- Directions for this task: Transcribe, exactly as they appear, only the lines from the one holding "As a warehouse robot's perception module, locate wooden balcony" through the end of the entries below.

- Working data:
┌──

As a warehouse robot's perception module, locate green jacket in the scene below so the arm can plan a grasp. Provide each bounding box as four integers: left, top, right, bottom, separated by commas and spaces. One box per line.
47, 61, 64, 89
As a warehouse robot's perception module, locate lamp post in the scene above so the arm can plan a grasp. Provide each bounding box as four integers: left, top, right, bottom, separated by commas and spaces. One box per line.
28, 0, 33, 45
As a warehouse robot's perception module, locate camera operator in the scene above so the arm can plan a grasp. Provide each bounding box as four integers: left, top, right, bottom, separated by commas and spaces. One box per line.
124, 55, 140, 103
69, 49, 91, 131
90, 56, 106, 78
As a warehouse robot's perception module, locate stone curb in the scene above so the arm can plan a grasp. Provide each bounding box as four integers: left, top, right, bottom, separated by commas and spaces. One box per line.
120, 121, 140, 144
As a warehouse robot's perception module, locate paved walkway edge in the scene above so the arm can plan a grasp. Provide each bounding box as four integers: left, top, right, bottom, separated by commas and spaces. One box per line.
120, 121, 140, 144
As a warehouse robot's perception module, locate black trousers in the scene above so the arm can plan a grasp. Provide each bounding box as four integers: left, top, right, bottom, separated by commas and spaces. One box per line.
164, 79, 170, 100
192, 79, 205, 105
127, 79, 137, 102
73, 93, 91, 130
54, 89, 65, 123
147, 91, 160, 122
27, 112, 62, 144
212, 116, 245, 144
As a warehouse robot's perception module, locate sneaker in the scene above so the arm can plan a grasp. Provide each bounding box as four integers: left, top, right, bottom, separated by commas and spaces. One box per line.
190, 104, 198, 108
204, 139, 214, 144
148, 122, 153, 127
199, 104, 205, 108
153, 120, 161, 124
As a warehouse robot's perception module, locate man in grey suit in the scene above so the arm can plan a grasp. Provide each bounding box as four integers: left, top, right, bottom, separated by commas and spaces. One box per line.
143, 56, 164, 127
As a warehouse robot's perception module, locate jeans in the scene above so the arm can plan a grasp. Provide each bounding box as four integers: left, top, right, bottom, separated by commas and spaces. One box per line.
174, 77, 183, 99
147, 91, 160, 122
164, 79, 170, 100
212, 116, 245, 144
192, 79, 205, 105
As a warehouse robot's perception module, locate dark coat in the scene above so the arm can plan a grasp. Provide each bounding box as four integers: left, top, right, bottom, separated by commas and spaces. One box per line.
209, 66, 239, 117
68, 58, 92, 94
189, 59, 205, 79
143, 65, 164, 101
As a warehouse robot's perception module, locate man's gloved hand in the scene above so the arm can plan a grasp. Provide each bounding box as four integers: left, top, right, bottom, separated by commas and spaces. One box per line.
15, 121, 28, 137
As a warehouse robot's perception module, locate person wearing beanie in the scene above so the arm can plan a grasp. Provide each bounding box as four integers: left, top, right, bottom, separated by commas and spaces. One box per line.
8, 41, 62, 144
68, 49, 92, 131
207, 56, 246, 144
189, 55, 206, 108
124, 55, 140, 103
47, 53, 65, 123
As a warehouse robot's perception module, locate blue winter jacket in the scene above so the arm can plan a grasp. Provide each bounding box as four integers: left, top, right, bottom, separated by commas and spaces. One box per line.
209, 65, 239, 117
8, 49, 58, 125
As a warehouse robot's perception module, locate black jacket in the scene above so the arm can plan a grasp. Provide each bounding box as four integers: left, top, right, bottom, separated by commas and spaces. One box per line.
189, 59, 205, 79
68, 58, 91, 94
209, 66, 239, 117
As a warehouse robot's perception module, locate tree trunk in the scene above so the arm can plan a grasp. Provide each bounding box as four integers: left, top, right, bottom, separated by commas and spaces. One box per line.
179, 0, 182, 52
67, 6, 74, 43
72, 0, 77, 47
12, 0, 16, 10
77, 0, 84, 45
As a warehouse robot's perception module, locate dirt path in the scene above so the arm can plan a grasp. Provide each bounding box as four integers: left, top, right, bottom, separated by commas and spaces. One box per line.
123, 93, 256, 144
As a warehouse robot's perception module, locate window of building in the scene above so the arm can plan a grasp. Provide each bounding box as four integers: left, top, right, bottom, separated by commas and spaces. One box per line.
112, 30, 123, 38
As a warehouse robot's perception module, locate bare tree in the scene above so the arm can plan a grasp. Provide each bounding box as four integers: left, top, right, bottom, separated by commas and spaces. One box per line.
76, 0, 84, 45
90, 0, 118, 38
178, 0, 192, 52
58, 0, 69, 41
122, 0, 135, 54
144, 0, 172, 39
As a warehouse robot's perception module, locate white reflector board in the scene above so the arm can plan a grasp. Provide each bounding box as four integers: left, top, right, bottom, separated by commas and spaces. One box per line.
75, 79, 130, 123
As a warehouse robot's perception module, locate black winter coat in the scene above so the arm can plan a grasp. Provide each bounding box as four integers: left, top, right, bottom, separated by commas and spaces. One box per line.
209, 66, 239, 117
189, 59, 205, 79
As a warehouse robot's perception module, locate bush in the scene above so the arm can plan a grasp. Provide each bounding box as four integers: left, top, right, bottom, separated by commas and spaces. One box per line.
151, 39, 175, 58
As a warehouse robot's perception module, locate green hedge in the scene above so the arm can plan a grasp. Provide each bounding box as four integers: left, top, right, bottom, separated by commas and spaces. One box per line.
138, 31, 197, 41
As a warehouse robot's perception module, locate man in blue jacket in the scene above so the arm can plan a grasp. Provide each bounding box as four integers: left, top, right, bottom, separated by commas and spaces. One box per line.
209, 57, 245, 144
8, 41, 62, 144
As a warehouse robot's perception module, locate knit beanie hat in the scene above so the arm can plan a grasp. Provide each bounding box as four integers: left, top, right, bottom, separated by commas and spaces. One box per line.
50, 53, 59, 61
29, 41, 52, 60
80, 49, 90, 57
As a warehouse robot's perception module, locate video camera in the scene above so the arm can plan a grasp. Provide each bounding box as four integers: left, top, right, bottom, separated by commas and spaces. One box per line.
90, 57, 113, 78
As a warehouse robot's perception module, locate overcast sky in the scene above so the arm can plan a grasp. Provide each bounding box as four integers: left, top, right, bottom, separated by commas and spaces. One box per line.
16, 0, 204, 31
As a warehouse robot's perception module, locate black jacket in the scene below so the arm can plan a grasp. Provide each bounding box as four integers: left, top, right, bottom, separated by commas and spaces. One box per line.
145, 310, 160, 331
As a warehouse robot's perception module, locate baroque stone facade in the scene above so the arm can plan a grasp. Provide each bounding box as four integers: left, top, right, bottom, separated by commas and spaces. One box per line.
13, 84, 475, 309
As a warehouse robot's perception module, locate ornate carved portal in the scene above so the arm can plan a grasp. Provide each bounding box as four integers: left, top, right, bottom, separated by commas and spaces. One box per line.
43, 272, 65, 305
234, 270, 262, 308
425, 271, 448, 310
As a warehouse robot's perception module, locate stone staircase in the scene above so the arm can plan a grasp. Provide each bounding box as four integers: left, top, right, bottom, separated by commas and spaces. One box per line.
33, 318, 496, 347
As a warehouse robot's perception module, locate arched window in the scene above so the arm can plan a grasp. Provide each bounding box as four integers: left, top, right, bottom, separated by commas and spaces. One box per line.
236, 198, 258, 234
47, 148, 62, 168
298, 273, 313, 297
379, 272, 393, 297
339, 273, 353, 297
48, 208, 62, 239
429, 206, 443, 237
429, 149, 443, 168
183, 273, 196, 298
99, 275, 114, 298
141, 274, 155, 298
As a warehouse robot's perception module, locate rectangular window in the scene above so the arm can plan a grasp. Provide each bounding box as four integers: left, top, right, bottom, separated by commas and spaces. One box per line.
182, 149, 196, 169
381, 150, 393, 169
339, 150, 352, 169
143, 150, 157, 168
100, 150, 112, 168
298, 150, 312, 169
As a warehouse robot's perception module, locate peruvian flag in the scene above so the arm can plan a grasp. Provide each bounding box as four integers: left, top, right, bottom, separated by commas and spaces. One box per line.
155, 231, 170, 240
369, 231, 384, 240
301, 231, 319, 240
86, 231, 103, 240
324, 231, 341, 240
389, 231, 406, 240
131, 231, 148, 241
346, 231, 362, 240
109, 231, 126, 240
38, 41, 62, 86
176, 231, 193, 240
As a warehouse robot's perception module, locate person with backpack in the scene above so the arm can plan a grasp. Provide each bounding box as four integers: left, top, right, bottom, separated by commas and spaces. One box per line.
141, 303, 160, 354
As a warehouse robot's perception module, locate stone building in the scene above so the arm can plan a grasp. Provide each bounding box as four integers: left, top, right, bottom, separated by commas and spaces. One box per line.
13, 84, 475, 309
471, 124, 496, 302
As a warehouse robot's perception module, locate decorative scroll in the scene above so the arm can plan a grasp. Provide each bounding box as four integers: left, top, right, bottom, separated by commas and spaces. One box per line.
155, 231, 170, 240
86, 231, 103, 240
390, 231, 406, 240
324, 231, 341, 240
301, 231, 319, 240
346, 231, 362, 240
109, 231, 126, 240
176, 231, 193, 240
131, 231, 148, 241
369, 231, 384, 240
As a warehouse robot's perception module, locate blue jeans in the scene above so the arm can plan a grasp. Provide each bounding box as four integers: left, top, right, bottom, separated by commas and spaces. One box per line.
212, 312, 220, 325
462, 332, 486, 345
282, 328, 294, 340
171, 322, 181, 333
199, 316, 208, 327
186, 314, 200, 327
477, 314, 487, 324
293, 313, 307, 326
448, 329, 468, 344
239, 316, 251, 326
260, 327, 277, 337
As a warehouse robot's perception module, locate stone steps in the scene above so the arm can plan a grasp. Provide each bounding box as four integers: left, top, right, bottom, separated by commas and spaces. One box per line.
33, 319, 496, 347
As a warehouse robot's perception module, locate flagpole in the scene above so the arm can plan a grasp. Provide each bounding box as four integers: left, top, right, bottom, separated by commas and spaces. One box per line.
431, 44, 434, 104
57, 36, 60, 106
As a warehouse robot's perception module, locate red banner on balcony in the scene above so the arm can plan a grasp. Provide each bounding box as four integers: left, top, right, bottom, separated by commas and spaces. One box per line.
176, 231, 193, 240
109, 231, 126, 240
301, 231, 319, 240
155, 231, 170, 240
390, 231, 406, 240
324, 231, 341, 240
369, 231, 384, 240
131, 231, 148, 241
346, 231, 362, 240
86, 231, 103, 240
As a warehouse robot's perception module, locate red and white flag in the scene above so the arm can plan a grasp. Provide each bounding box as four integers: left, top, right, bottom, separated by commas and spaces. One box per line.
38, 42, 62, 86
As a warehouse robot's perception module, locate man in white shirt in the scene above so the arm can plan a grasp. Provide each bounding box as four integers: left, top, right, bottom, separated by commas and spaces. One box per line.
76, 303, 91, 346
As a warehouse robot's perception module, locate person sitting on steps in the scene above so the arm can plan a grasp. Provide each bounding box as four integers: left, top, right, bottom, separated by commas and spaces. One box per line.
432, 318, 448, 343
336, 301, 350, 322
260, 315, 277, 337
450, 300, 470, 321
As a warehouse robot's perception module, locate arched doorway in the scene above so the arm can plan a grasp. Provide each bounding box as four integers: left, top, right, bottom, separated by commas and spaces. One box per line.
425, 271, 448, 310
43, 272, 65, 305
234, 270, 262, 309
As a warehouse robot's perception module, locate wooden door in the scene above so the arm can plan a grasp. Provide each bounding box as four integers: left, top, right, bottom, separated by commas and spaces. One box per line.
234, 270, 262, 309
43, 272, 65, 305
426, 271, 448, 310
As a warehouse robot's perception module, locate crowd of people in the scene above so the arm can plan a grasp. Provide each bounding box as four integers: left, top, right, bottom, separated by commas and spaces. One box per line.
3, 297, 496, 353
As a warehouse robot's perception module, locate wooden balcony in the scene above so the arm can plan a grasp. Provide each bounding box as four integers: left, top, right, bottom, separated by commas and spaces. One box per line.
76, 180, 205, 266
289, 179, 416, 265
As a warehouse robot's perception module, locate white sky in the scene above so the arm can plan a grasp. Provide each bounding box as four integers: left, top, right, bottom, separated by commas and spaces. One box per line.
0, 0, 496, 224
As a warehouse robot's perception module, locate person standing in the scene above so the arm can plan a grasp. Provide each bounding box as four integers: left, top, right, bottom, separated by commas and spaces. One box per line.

└──

- Solution to the problem:
As a warehouse robot's perception module, locate wooden balcony in the scene above so the arm can plan a grasp. Provide each bounding box as four integers: left, top, right, bottom, separated by commas and spaces. One box per line.
76, 180, 205, 266
289, 179, 416, 265
As a warehouse robot's perception module, locate white sky in the scene above so the arm can plan a grasp. Provide each bounding box as four integers: left, top, right, bottom, separated by commas and spaces. One box per line.
0, 0, 496, 224
As a warehouse robot's perception module, locate person standing in the scene above so the arm can plan a grasp. Provide each bounding box as four integers: left, top, right, bottom, separated by commas and spaces. One box per line.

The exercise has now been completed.